***** Record excerpts *****

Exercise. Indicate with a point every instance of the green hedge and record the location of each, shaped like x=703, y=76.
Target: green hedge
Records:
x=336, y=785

*****
***** Record excerpts *****

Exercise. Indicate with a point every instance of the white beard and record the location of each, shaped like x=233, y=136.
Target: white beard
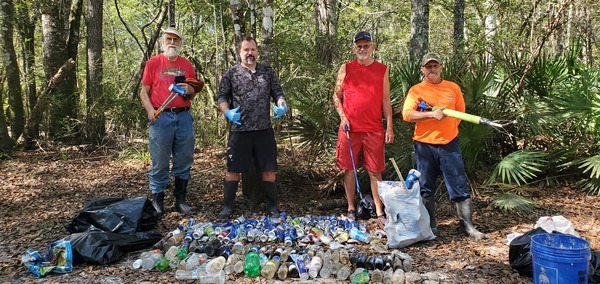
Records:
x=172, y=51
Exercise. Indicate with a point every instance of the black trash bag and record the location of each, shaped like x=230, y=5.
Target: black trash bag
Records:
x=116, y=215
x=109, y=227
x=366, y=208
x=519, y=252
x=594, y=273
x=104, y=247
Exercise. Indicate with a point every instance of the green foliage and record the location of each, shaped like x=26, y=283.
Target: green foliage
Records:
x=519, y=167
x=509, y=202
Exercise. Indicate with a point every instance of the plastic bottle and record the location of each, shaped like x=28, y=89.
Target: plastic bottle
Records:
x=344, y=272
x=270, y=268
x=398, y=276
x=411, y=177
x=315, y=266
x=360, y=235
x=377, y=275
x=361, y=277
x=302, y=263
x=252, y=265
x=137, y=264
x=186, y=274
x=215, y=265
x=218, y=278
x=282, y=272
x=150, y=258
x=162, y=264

*****
***** Record excerpts *****

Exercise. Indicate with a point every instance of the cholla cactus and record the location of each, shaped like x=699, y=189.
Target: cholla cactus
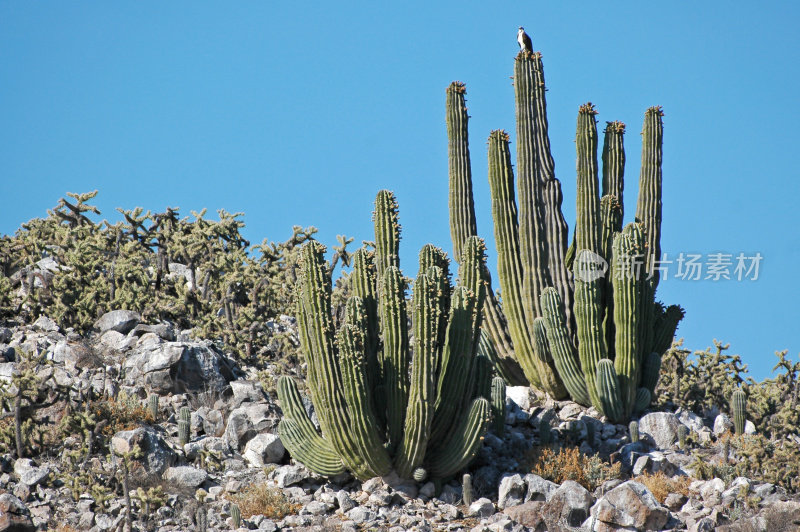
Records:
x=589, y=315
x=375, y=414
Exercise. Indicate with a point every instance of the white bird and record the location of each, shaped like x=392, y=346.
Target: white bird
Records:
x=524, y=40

*****

**Task instructions:**
Copy out the lines unchanged, beginning at the line that contains "Exercise. Indicate with a point every instance of the white bird" and stopping after the line that contains "x=524, y=40".

**Task answer:**
Exercise. Indicate with a point every instance of the white bird and record the location of each, shaped like x=392, y=346.
Target: white bird
Records:
x=524, y=40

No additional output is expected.